Composable NLP Workflows for BERT-based Ranking and QA System
Gaurav Kumar, Murali Mohana Krishna Dandu
TL;DR
The paper addresses the challenge of building end-to-end NLP systems that span retrieval, ranking, and QA components by proposing a composable pipeline implemented in Forte. It integrates a BM25 full-ranking, a BERT-based re-ranker, and a QA model to perform retrieval-augmented QA, and evaluates this setup on MS-MARCO and a Covid-19 corpus, including a Covid-19 QA extension. Key contributions include a working end-to-end system, open-source Forte component additions, and practical examples, along with an analysis of latency vs. performance and domain adaptation. The findings demonstrate that re-ranking substantially improves ranking metrics, while QA performance is affected by upstream errors and domain characteristics, highlighting actionable guidance for real-world search and QA systems.
Abstract
There has been a lot of progress towards building NLP models that scale to multiple tasks. However, real-world systems contain multiple components and it is tedious to handle cross-task interaction with varying levels of text granularity. In this work, we built an end-to-end Ranking and Question-Answering (QA) system using Forte, a toolkit that makes composable NLP pipelines. We utilized state-of-the-art deep learning models such as BERT, RoBERTa in our pipeline, evaluated the performance on MS-MARCO and Covid-19 datasets using metrics such as BLUE, MRR, F1 and compared the results of ranking and QA systems with their corresponding benchmark results. The modular nature of our pipeline and low latency of reranker makes it easy to build complex NLP applications easily.

══════════════════════════════

● **YOUR TASKS**:
a. Decide whether each statement below agrees with the text on composable NLP workflows. For each one, answer yes or no and quote the exact words of the text that settle it. (i) The system is evaluated on MS-MARCO and a Covid-19 corpus. (ii) QA performance is unaffected by upstream errors. (iii) The pipeline includes a BM25 full-ranking step.
b. Translate this sentence from the text on composable NLP workflows into Spanish: "However, real-world systems contain multiple components and it is tedious to handle cross-task interaction with varying levels of text granularity."

● **DATA LISTING**:

══════════════════════════════

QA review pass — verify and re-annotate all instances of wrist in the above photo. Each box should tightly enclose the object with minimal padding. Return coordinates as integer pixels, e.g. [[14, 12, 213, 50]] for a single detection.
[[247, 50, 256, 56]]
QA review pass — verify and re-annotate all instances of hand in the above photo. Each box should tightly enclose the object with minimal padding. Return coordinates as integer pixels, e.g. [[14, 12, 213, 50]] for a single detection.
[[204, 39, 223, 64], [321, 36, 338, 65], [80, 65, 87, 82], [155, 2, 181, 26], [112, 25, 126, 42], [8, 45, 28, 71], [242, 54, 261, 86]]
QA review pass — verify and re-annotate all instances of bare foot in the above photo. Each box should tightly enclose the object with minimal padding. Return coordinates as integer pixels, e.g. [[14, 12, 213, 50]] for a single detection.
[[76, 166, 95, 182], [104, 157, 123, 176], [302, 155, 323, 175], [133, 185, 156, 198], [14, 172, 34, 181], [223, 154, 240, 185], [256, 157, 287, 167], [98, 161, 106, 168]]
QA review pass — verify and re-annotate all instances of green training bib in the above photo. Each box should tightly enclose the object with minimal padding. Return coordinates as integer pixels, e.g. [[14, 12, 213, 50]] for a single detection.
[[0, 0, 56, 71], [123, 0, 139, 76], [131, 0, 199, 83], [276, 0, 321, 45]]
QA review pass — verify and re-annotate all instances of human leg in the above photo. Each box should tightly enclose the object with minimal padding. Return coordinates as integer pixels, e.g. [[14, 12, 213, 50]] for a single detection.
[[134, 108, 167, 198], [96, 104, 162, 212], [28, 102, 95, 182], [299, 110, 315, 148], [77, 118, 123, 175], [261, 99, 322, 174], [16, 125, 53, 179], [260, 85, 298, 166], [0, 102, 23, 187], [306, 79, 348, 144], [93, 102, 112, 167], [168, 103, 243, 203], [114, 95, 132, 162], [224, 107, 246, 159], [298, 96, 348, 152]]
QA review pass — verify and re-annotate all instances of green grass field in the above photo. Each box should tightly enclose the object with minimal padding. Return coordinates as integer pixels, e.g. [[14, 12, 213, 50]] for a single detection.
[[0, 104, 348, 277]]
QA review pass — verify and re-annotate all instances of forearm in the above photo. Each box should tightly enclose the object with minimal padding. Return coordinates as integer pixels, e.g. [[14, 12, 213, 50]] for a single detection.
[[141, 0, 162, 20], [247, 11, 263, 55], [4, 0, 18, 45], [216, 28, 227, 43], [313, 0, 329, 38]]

══════════════════════════════

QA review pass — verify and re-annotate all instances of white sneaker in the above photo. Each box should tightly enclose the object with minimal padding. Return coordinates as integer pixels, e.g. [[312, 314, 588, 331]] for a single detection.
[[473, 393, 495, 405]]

══════════════════════════════

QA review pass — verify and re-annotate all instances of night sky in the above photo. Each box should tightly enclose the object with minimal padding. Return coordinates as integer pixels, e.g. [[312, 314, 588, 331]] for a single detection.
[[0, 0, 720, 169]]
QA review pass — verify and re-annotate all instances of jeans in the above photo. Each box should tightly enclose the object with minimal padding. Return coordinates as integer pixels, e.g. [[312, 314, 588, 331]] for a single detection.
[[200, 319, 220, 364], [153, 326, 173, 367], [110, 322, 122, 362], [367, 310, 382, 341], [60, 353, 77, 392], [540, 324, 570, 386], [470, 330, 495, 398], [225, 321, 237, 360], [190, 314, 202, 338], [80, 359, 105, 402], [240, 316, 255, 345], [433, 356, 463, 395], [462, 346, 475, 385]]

══════════════════════════════

● **ANSWERS PER TASK**:
a.
(i) Yes: "evaluates this setup on MS-MARCO and a Covid-19 corpus"
(ii) No: "QA performance is affected by upstream errors and domain characteristics"
(iii) Yes: "It integrates a BM25 full-ranking, a BERT-based re-ranker, and a QA model"

b. Sin embargo, los sistemas del mundo real contienen múltiples componentes y resulta tedioso gestionar la interacción entre tareas con distintos niveles de granularidad del texto.